> Given records
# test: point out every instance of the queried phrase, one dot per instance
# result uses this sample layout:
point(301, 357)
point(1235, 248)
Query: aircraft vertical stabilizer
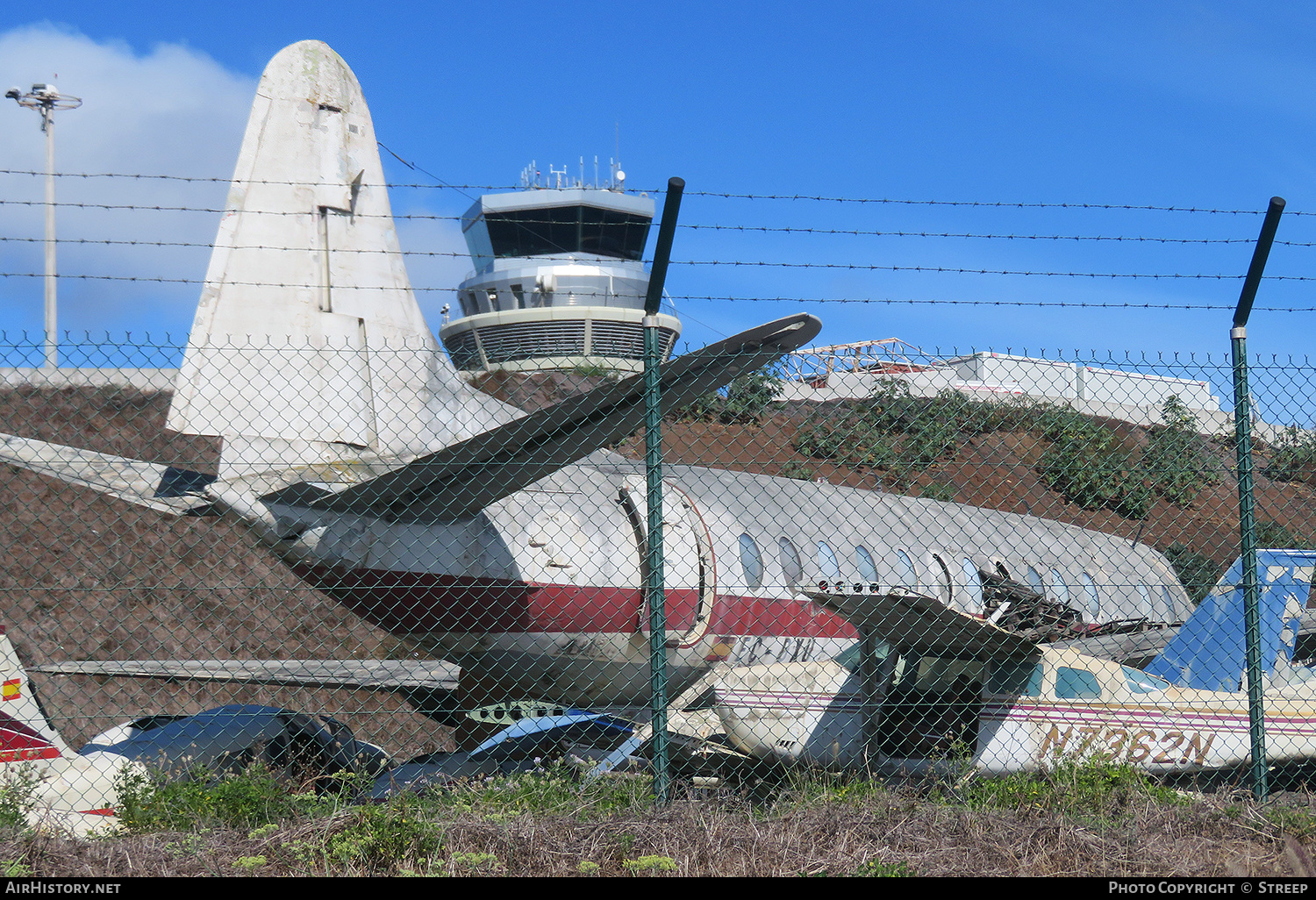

> What this task involves
Set the listing down exactly, without its pictures.

> Answer to this task
# test: point out every instance of the queried phrase, one dot per instance
# result uses this sample layout:
point(301, 357)
point(1235, 248)
Query: aircraft vertical stabilizer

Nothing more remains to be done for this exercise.